## Consignes
**a)** D’après le passage sur l’offensive vers Konna, combien de véhicules compte la colonne qui fonce vers la ville ?
**b)** Reproduisez fidèlement le passage sur l’offensive vers Konna, en commençant par « Peu après, la » et en allant jusqu’à « déguisés en civil. ».

## Passage fourni
..........

Puis un premier regroupement de 70 pick-up du groupe d’Ansar Dine sur l’axe Bambara-Maoundé, entre Tombouctou et Douentza. Très vite rejoint par une colonne d’Aqmi, et des éléments du Mujao. Trois groupes armés islamistes, à quelques dizaines de kilomètres des lignes de défense de l’armée malienne, juste avant Mopti, la grande ville, la garnison, le verrou sur la route de Bamako, à 650 kilomètres plus au sud.
Peu après, la puissante colonne de 150 véhicules fonce vers Konna, essuie quelques tirs de missiles maliens, et fait une pause à une vingtaine de kilomètres de la ville. Puis elle charge. Surprise, les soldats maliens se battent, résistent, les freinent. L’armée doit se replier sur la ville. Le lendemain vers 10 heures, nouvelle charge, nouveaux combats, cinq heures de face-à-face, très violent. La colonne infernale est bloquée. Et il y a ces deux bus de voyageurs qui traversent les lignes. A contrôler, bien sûr. Quatorze hommes à bord, dont les chauffeurs, tous enveloppés dans leurs chèches. Des combattants islamistes déguisés en civil.

..........

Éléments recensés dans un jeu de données
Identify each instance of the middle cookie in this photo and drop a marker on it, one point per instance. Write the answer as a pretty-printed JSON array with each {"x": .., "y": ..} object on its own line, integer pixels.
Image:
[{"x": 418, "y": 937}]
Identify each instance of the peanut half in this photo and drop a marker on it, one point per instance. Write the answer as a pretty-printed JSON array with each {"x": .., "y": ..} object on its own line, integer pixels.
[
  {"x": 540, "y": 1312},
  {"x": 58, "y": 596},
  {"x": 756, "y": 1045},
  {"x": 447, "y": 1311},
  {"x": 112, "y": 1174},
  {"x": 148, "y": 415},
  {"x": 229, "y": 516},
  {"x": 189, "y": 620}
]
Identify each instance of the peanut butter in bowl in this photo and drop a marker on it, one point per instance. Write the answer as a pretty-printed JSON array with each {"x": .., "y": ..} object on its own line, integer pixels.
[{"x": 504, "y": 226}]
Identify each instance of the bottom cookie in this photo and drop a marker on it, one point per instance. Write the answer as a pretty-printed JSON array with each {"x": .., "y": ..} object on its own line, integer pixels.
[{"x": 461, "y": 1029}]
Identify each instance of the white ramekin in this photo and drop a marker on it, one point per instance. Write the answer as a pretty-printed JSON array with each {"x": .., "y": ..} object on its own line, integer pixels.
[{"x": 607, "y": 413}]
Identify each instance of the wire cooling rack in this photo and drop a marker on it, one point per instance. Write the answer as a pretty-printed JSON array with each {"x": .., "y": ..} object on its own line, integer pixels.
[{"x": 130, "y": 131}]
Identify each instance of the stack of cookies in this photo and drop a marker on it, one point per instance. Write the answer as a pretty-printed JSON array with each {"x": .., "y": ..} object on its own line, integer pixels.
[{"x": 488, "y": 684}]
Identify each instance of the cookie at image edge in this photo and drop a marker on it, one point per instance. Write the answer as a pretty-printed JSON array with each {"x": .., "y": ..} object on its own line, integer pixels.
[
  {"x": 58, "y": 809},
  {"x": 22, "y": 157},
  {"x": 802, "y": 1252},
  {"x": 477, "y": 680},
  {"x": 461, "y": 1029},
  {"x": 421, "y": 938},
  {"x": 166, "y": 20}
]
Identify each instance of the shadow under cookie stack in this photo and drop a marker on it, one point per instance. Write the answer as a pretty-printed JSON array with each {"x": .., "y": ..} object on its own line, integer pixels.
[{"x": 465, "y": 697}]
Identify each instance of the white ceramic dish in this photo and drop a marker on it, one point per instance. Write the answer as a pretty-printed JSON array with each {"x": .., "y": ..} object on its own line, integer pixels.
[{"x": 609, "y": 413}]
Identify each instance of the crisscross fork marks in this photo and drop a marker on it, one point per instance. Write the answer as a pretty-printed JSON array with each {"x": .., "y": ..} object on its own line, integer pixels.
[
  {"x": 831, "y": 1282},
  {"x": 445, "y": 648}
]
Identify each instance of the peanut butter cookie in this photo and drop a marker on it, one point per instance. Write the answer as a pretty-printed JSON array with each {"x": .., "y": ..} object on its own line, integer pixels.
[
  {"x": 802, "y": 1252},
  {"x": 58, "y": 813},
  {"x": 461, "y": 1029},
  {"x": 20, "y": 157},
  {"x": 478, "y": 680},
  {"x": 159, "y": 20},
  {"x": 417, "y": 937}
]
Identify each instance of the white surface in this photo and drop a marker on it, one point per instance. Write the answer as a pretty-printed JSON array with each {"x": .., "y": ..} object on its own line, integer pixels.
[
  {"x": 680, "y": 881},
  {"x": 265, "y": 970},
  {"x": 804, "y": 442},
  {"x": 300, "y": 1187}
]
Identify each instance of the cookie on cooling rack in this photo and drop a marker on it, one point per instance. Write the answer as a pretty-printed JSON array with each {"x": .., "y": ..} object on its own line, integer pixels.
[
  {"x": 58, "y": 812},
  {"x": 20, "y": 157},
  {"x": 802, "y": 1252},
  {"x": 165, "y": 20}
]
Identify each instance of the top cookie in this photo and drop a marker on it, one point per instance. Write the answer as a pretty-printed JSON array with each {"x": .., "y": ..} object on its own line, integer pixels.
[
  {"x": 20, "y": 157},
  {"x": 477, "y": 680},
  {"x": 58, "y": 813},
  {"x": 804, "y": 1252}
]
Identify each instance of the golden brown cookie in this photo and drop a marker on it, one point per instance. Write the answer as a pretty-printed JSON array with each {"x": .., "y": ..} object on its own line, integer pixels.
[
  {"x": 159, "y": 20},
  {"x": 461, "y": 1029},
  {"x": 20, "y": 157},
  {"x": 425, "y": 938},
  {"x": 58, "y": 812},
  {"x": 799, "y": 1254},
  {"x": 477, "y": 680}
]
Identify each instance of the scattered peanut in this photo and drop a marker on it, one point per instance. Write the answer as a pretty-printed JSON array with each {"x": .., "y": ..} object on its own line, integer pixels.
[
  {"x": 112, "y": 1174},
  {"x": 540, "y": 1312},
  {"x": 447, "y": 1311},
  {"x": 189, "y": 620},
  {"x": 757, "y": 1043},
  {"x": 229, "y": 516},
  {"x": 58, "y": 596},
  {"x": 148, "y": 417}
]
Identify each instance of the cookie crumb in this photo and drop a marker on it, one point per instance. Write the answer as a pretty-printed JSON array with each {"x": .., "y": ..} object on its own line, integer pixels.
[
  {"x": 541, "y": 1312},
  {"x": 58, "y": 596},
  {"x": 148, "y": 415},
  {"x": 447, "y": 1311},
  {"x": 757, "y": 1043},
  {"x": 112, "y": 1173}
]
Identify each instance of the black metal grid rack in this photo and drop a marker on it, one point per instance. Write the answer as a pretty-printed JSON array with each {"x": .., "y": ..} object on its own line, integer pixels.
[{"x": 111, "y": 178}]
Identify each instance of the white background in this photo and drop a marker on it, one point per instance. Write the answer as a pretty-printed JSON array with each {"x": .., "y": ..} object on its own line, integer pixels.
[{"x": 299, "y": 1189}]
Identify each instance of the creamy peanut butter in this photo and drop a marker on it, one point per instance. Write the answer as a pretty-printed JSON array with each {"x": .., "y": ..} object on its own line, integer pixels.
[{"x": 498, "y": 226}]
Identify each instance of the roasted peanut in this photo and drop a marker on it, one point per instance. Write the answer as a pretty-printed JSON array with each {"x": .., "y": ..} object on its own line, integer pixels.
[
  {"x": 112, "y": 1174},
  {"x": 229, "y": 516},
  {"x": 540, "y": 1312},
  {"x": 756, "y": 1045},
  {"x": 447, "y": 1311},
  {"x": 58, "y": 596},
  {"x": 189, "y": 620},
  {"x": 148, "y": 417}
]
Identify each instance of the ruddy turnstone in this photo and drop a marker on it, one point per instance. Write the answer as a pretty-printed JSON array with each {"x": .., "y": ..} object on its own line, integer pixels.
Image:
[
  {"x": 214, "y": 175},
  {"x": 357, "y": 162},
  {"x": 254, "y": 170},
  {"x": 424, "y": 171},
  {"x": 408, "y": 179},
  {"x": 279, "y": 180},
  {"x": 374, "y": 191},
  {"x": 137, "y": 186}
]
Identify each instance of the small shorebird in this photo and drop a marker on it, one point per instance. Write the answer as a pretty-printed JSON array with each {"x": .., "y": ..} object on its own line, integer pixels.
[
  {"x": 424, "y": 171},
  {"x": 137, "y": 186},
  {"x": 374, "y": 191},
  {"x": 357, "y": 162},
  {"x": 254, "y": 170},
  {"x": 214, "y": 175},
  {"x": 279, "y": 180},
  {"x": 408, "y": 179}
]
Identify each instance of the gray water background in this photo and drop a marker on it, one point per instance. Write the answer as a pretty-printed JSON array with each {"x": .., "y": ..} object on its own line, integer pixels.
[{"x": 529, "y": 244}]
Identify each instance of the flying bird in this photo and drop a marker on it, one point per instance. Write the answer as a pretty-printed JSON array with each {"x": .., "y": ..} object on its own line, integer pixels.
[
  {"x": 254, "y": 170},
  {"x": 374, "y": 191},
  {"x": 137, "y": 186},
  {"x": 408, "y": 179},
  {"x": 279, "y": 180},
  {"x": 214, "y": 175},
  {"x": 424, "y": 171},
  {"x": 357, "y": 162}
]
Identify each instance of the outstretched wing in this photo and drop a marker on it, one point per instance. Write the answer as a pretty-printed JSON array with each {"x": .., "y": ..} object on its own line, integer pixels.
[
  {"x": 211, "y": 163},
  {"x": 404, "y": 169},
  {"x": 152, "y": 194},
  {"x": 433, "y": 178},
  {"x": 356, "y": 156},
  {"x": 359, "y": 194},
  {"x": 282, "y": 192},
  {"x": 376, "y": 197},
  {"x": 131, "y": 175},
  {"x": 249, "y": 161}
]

..........

## Liste des corrigés
**a)** La colonne compte 150 véhicules.

**b)**
Peu après, la puissante colonne de 150 véhicules fonce vers Konna, essuie quelques tirs de missiles maliens, et fait une pause à une vingtaine de kilomètres de la ville. Puis elle charge. Surprise, les soldats maliens se battent, résistent, les freinent. L’armée doit se replier sur la ville. Le lendemain vers 10 heures, nouvelle charge, nouveaux combats, cinq heures de face-à-face, très violent. La colonne infernale est bloquée. Et il y a ces deux bus de voyageurs qui traversent les lignes. A contrôler, bien sûr. Quatorze hommes à bord, dont les chauffeurs, tous enveloppés dans leurs chèches. Des combattants islamistes déguisés en civil.